=== Vorgelegter Text ===
○ ○ ○ ○
Ein altes Haus erzählt viele Geschichten. Die, die für das kleine Rote Haus mit der Hochwasserkatastrophe im Juli 2021 begann, hätte sein letztes Kapitel sein können. Doch es gab einen neuen Anfang. Lüderwaldt Architekten haben das Denkmal flutfest saniert, den kleinen Veybach sollte man aber weiterhin im Blick behalten.

Dies direkt vorab: anders als an anderen Orten, wo die Starkregen- und Hochwasserkatastrophe viele Menschenleben gekostet hat, blieben die damaligen Bewohner des Roten Hauses unversehrt, sie konnten sich rechtzeitig in Sicherheit bringen. Der Veybach, der an gewöhnlichen Tagen nur drei Meter breit und etwas mehr als knietief ist, fließt direkt an dem kleinen Haus vorbei. Die Wasserkraft hatte man sich in Burgfey schon im 15. Jahrhundert für den Betrieb einer Mühle zunutze gemacht. Das Rote Haus, immer schon ein Wohnhaus, stammt aus der Zeit der lokalen Bleierzgewinnung. Heute liegt es an der L61 einen halben Kilometer vor dem Ortseingang von Mechernich, Nachbarn hat man hier nicht, gegenüberüber grasen die Schafe des Tierheims, hinten an den Garten grenzt eine Kläranlage. Das Haus ist solide gebaut, es hat eine kompakte Form, ein Geschoss mit Satteldach, Gewölbekeller. Der charakteristische, rötlich erscheinende Buntsandstein aus der Eifel gab ihm seinen Namen, die 70 Zentimeter starke Mauern Halt über Jahrhunderte. Die Fensteröffnungen sind nicht groß, mit grünen Holzläden ganz zu schließen, es gibt nur eine Tür. Wo wenig ist, geht auch wenig kaputt, das scheint man hier schon lange gewusst zu haben.

Als der Veybach vor knapp vier Jahren in kürzester Zeit gewaltig anschwoll, stand das gesamte Erdgeschoss unter Wasser, die solide Struktur hat dem standgehalten. Innenliegendes Fachwerk, Haustechnik, Boden sowie sämtliche Einbauten nicht. Obwohl das Haus bewohnt wurde, war es bereits vor dem Hochwasser in keinem guten Zustand mehr. Insbesondere das Dach hatte dringenden Sanierungsbedarf.
○ ○ ○ ○
=== Arbeitsanweisung ===
Geben Sie den Abschnitt aus dem Text über das Rote Haus wieder, beginnend mit „Als der Veybach“ und weiter bis einschließlich „hatte dringenden Sanierungsbedarf.“, und tauschen Sie dabei „Erdgeschoss“ gegen „Kellergeschoss“ aus.

(Datensätze aus einer Datensammlung)
○ ○ ○ ○
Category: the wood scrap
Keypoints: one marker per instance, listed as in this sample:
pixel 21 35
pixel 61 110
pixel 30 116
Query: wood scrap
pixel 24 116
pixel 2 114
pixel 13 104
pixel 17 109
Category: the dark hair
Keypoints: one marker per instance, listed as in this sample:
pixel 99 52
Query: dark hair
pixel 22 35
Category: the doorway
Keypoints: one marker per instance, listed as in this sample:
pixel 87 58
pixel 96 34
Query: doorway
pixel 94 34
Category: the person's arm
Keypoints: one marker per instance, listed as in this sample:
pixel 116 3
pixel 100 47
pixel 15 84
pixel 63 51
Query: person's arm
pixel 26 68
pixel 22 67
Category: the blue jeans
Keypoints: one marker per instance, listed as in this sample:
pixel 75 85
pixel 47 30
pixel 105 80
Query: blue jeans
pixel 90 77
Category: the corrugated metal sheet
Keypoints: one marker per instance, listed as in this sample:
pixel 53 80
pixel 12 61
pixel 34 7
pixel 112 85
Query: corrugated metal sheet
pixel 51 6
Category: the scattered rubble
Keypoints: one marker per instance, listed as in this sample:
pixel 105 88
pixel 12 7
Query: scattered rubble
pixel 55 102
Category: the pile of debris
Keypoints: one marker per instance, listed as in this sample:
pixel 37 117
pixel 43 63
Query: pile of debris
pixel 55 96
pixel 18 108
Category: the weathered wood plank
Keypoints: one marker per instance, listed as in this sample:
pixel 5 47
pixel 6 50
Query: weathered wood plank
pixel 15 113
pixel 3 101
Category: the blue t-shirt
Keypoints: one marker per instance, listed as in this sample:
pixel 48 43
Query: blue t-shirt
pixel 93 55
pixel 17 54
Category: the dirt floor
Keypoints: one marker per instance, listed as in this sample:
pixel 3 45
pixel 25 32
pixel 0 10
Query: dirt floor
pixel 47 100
○ ○ ○ ○
=== Lösung ===
Als der Veybach vor knapp vier Jahren in kürzester Zeit gewaltig anschwoll, stand das gesamte Kellergeschoss unter Wasser, die solide Struktur hat dem standgehalten. Innenliegendes Fachwerk, Haustechnik, Boden sowie sämtliche Einbauten nicht. Obwohl das Haus bewohnt wurde, war es bereits vor dem Hochwasser in keinem guten Zustand mehr. Insbesondere das Dach hatte dringenden Sanierungsbedarf.